======== DOCUMENT SEGMENT

25. Requiring all energy companies to put all the power they produce into a pool, which anyone could bid to retail, will allow us to establish a clear wholesale reference price for energy, which could be used as benchmark to measure any increases or decreases. With this information, the new energy watchdog could establish when wholesale prices are rising and falling, and accurately monitor the relationship between wholesale and retail prices, which is effectively impossible at the moment. This would enable a regulator, with the right powers, to either (a) force energy suppliers to reduce their retail prices in line with wholesale cost reductions or (b) take some enforcement against suppliers that failed to pass on reductions in wholesale costs in a timely manner.

26. Ofgem is not fit for purpose. It created and drove the market structure we now have, which is failing consumers. It is so closely aligned to the old model of unaccountable markets that it is incapable of taking the action needed to get fair prices for consumers.

27. Just giving Ofgem new powers is not the answer—because Ofgem isn’t using the powers it already has. Four years ago Ofgem found that some customers were being charged different prices for using the same amount of energy and that these differences were not representative of the suppliers’ costs. A licensing requirement5 was introduced for suppliers stipulating that the tariffs they offer for customers who use different payment methods must be “cost reflective”. But energy companies are still using predatory pricing tactics to lure new customers.

28. Ofgem has failed to enforce the reforms it has already introduced. In 2008, Ofgem launched reforms aimed at supporting consumers, addressing barriers to growth for smaller suppliers and ending discriminatory unfair-pricing practices. According to Ofgem’s own evaluation in 2011 these reforms have failed.6 Across 16 indicators, 12 showed no improvement or deteriorated, three slightly improved and only one, relating to the cost reflectivity of tariffs, was considered to have improved, although even this last verdict is questionable.

================

TO DO:
In the text on energy pricing and Ofgem, how many of the 16 indicators in Ofgem's 2011 evaluation showed no improvement or deteriorated? The lines below have no connection to the text about energy pricing above.

======== PROVIDED RECORDS

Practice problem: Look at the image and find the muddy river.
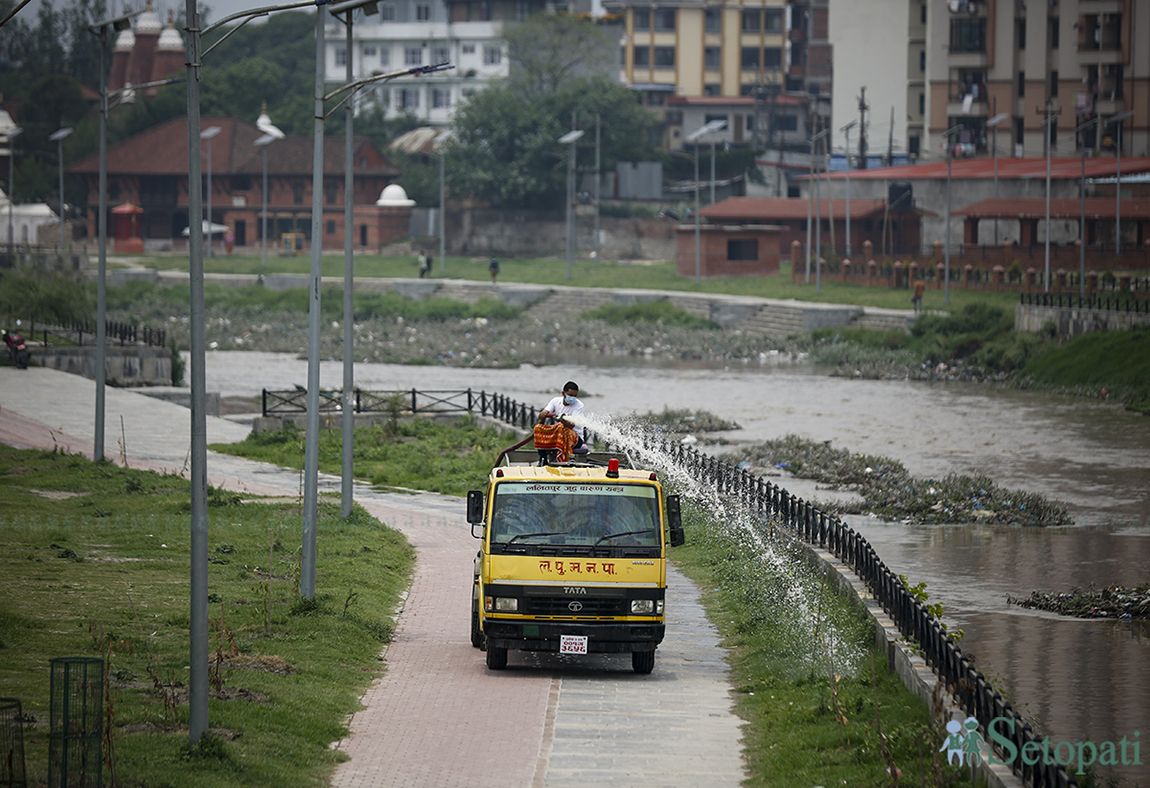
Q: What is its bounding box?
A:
[207,352,1150,786]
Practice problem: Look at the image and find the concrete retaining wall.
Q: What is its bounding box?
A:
[1014,304,1150,339]
[30,346,171,388]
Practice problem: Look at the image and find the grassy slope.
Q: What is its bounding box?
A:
[0,445,414,788]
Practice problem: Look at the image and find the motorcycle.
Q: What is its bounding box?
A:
[3,331,32,369]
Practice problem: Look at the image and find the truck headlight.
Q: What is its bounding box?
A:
[496,597,519,613]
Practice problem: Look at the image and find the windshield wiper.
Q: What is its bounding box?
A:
[504,530,567,544]
[591,528,654,548]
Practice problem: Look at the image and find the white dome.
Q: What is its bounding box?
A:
[375,183,415,208]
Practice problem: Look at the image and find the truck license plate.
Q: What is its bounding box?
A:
[559,635,587,653]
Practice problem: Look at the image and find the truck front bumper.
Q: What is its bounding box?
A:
[483,619,666,653]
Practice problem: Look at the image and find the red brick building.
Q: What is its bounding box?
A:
[67,117,411,250]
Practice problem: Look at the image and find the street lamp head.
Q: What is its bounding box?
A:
[328,0,380,16]
[685,118,727,143]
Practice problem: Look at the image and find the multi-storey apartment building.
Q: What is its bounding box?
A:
[324,0,552,125]
[927,0,1150,156]
[827,0,924,165]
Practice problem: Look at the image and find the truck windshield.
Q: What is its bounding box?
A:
[491,482,659,548]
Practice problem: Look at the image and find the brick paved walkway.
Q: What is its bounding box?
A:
[0,367,744,788]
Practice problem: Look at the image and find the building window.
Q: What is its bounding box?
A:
[727,238,759,262]
[950,17,987,52]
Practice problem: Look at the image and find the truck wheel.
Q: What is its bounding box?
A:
[488,643,507,671]
[472,602,483,649]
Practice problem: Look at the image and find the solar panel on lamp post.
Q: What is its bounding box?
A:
[987,113,1010,246]
[685,118,727,285]
[48,129,72,263]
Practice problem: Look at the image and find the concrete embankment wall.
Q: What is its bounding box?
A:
[1014,304,1150,339]
[119,270,917,337]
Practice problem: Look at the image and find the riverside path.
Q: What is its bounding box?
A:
[0,367,745,788]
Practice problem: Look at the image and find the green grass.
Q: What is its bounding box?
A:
[0,446,414,788]
[674,506,968,788]
[212,418,526,496]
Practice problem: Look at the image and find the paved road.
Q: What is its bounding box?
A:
[0,367,745,788]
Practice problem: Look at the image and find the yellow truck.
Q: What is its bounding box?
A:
[467,451,684,673]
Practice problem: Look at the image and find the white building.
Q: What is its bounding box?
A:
[324,0,554,125]
[827,0,929,163]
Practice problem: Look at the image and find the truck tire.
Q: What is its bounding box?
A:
[488,643,507,671]
[631,649,654,675]
[472,602,483,649]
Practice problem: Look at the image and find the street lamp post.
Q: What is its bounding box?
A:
[201,125,222,258]
[48,129,72,262]
[987,113,1010,246]
[1106,109,1134,254]
[1074,115,1098,298]
[5,128,24,256]
[840,121,858,259]
[943,125,964,304]
[87,4,138,460]
[687,120,727,285]
[559,124,583,280]
[255,131,276,268]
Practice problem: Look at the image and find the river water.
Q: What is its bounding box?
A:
[206,352,1150,786]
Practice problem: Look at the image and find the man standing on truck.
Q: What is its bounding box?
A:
[539,381,591,454]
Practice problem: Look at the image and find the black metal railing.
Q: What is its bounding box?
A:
[263,389,1078,788]
[1020,292,1150,314]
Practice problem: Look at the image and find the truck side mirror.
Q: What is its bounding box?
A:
[667,496,687,548]
[467,490,484,538]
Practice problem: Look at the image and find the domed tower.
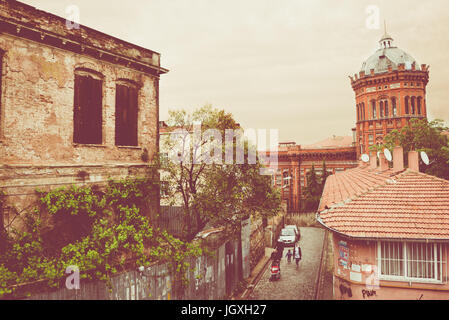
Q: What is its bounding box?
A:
[350,29,429,159]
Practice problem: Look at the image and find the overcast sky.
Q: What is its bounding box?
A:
[23,0,449,144]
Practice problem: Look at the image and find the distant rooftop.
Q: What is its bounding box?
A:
[301,136,353,149]
[318,165,449,240]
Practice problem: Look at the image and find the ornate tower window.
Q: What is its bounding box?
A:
[412,97,416,114]
[405,97,410,114]
[391,97,397,117]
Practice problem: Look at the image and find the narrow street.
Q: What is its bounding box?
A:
[248,227,324,300]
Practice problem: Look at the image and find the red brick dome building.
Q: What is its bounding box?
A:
[350,31,429,159]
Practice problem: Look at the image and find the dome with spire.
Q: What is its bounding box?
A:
[361,28,420,74]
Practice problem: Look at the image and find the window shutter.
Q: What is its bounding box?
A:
[115,84,138,146]
[73,75,103,144]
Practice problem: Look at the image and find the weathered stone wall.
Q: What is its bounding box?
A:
[0,35,158,164]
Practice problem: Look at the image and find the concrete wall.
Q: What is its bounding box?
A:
[0,14,159,223]
[23,240,241,300]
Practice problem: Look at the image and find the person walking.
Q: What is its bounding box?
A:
[295,244,302,268]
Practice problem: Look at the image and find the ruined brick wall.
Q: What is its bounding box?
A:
[0,1,163,229]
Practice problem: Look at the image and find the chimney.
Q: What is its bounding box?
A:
[379,152,389,171]
[369,151,377,169]
[393,147,404,172]
[408,151,419,172]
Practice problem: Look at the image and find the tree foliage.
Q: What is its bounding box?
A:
[379,119,449,179]
[302,160,329,212]
[0,179,202,297]
[161,105,280,235]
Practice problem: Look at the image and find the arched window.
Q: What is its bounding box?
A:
[405,97,410,114]
[391,97,397,117]
[115,79,139,146]
[73,68,103,144]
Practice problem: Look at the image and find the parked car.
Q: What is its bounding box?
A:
[284,224,301,242]
[278,228,297,247]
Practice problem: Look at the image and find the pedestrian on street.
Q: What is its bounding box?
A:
[276,241,284,258]
[285,249,293,263]
[295,244,302,267]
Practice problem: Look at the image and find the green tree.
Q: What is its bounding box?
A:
[381,119,449,179]
[161,105,280,237]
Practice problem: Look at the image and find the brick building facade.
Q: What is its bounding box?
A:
[350,32,429,158]
[0,1,168,228]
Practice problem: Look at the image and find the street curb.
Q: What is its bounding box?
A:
[314,230,328,300]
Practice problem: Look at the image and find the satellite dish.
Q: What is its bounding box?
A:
[362,153,369,162]
[420,151,430,166]
[384,149,393,162]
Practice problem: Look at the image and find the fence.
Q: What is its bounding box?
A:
[21,240,242,300]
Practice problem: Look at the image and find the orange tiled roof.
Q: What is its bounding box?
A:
[319,166,449,239]
[301,136,354,149]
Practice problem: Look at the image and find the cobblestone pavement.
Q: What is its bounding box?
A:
[248,227,324,300]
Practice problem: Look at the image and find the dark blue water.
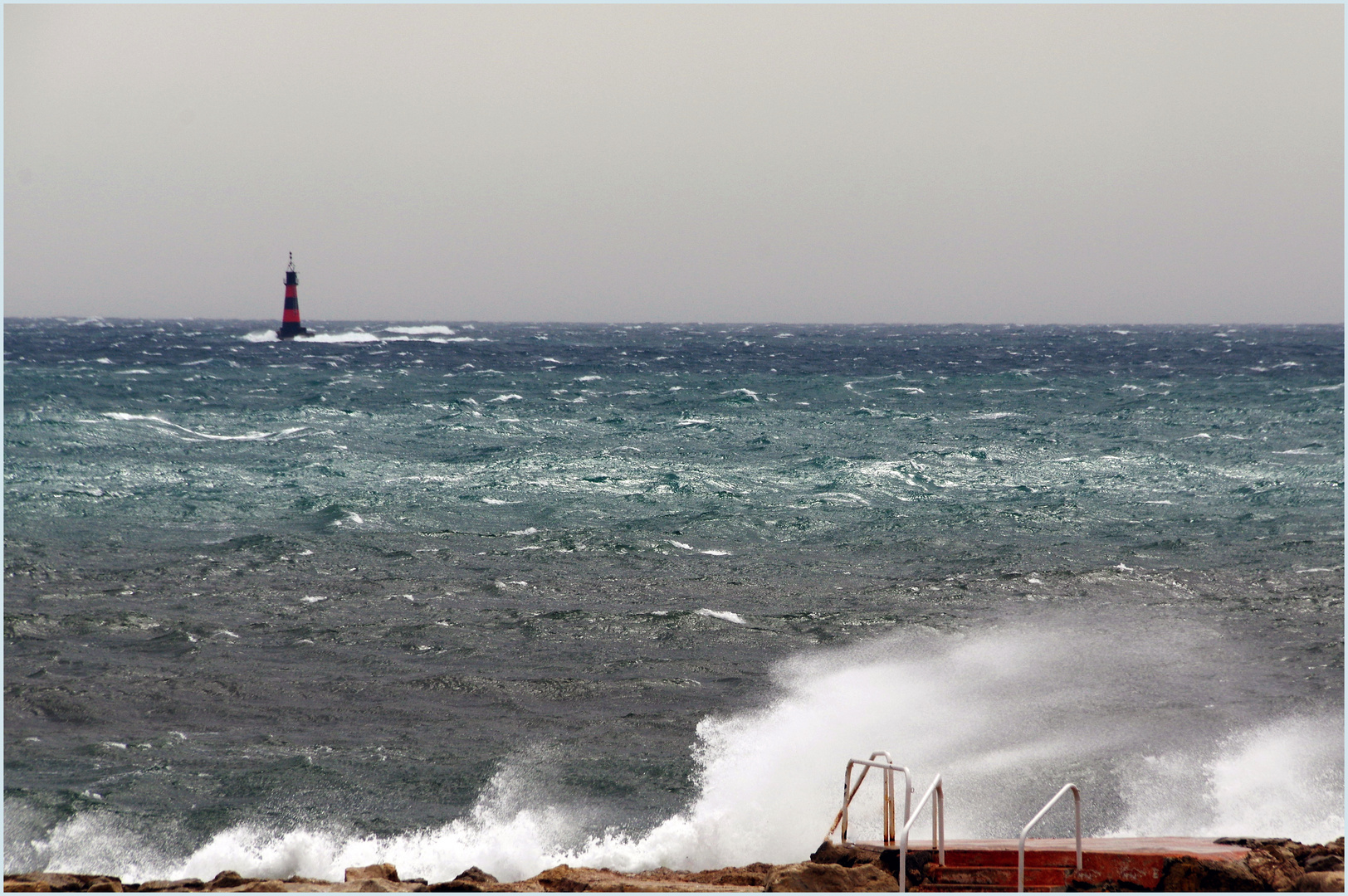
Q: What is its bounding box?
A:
[4,319,1344,880]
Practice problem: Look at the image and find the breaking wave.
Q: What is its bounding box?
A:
[16,611,1344,881]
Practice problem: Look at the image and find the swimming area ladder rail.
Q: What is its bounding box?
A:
[899,775,945,894]
[1013,784,1081,894]
[823,749,912,844]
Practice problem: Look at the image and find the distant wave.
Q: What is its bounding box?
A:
[384,324,454,335]
[102,411,306,442]
[16,609,1344,881]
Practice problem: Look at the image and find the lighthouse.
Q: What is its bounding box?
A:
[276,252,309,339]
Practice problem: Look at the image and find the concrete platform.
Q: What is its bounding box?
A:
[853,837,1249,892]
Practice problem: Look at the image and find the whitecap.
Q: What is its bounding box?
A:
[295,330,380,345]
[384,324,454,335]
[102,411,306,442]
[697,607,745,626]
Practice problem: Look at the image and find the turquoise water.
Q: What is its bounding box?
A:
[4,319,1344,880]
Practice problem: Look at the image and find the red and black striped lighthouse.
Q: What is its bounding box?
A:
[276,252,309,339]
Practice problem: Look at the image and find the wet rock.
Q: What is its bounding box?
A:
[4,872,121,894]
[1297,872,1344,894]
[427,865,497,894]
[1246,844,1305,891]
[810,840,875,868]
[763,862,899,894]
[1306,853,1344,872]
[345,862,398,884]
[206,872,253,889]
[1156,855,1268,894]
[877,849,937,888]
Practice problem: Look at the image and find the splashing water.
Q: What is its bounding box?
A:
[18,615,1344,881]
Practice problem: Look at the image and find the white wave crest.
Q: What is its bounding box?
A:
[16,607,1344,881]
[697,607,744,626]
[102,411,306,442]
[295,330,380,343]
[384,324,454,335]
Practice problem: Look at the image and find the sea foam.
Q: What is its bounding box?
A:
[18,611,1344,881]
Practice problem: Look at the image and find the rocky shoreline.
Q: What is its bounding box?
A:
[4,837,1344,894]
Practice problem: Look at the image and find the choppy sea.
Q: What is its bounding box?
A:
[4,319,1344,880]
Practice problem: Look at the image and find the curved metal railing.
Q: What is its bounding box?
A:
[823,749,912,844]
[1013,784,1081,894]
[899,775,945,894]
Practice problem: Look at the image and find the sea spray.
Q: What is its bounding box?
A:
[23,611,1343,880]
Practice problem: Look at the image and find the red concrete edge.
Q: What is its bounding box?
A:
[856,837,1249,889]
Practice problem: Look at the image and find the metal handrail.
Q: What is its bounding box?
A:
[823,749,912,844]
[1013,784,1081,894]
[899,775,945,894]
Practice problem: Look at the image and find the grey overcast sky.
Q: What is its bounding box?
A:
[4,4,1344,324]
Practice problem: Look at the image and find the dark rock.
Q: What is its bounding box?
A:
[810,840,875,868]
[1244,840,1305,891]
[1297,872,1344,894]
[1158,855,1268,894]
[346,862,398,884]
[426,865,497,894]
[206,872,253,889]
[877,849,937,888]
[763,862,899,894]
[1305,853,1344,872]
[454,865,496,884]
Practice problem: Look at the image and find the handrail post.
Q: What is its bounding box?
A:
[838,758,852,845]
[823,751,912,844]
[899,775,945,894]
[1015,784,1081,894]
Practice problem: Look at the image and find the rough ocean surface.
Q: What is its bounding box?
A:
[4,319,1344,881]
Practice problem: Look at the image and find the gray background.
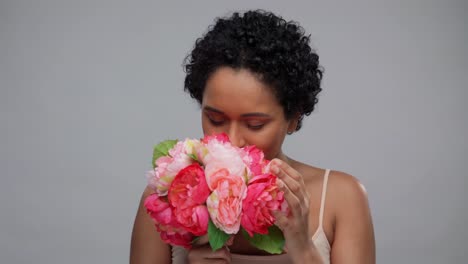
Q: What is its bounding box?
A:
[0,0,468,263]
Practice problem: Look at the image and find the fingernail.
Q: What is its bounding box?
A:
[276,180,284,189]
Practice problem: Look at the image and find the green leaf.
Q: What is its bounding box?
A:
[208,219,229,251]
[152,139,178,169]
[242,225,284,254]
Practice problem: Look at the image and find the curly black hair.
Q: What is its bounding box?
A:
[184,10,323,131]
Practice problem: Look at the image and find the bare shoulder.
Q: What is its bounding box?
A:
[327,171,369,216]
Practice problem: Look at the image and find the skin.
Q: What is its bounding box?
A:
[130,67,375,264]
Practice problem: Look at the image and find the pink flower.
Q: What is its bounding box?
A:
[202,140,247,187]
[241,174,287,236]
[168,163,210,236]
[147,139,200,196]
[206,174,247,234]
[242,145,268,179]
[202,133,230,144]
[144,194,193,249]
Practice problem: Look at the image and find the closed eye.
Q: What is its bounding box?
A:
[247,123,265,130]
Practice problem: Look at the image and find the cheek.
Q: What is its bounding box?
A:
[248,130,285,160]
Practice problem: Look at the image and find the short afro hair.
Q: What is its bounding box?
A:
[184,10,323,131]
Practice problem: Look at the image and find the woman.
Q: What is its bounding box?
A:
[130,11,375,264]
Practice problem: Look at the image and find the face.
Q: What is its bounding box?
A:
[202,67,297,160]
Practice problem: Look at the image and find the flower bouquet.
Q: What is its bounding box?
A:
[144,134,288,254]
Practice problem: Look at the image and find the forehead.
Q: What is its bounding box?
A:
[202,67,282,114]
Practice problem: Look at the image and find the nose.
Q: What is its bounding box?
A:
[227,123,245,148]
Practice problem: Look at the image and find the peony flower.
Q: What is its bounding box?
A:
[203,140,247,187]
[144,194,193,249]
[241,145,268,180]
[147,139,201,196]
[206,174,247,234]
[168,163,210,236]
[241,173,287,236]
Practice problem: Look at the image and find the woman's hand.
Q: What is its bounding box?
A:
[187,235,234,264]
[270,159,322,263]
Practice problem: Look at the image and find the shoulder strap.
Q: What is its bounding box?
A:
[319,169,330,227]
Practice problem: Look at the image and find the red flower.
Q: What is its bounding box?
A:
[144,194,193,249]
[241,174,284,236]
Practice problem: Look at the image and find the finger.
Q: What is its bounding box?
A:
[192,234,209,246]
[271,158,304,181]
[277,179,306,217]
[270,160,305,199]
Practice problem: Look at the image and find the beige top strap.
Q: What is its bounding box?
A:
[319,169,330,228]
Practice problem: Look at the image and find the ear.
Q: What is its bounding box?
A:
[288,113,301,135]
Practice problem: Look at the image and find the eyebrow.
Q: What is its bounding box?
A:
[203,106,271,117]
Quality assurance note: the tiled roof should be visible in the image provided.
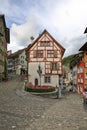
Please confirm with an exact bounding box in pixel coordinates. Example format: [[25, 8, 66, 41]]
[[8, 48, 26, 58], [27, 29, 65, 54]]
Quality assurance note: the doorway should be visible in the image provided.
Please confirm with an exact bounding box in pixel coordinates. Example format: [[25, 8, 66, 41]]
[[35, 78, 38, 86]]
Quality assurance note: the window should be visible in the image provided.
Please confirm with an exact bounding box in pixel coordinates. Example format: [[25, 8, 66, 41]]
[[37, 50, 43, 58], [47, 50, 54, 58], [40, 41, 50, 46], [44, 76, 51, 83], [52, 63, 57, 70]]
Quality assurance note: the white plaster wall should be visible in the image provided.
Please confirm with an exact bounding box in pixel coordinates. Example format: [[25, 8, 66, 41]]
[[28, 62, 59, 87]]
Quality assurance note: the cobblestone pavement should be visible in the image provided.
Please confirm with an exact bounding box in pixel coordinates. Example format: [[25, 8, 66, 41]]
[[0, 80, 87, 130]]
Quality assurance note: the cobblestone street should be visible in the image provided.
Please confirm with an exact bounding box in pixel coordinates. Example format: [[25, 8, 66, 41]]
[[0, 80, 87, 130]]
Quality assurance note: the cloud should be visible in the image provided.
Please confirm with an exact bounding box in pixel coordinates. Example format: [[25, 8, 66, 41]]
[[0, 0, 87, 56]]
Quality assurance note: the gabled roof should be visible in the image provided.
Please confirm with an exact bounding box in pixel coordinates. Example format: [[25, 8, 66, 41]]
[[79, 42, 87, 51], [27, 29, 65, 55], [8, 48, 26, 58]]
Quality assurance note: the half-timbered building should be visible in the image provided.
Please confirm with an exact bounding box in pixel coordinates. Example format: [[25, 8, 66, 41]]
[[27, 30, 65, 87]]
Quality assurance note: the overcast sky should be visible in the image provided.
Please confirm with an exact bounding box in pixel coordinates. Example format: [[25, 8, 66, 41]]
[[0, 0, 87, 56]]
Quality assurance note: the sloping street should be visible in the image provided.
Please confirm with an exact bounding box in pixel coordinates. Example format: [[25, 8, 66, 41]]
[[0, 79, 87, 130]]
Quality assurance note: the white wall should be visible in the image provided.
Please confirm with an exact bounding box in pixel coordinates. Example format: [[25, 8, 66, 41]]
[[28, 62, 59, 87]]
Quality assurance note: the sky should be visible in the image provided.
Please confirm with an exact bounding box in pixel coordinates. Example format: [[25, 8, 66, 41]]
[[0, 0, 87, 57]]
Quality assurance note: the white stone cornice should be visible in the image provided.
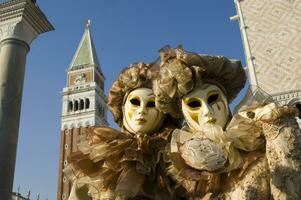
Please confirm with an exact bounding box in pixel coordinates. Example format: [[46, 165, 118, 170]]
[[0, 0, 53, 45]]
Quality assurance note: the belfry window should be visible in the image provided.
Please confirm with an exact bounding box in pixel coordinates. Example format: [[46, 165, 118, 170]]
[[68, 101, 73, 112], [296, 103, 301, 119], [86, 99, 90, 109], [79, 99, 85, 110], [74, 101, 78, 111]]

================

WRITTEN RESPONSE:
Twelve of the 16 indicators showed no improvement or deteriorated.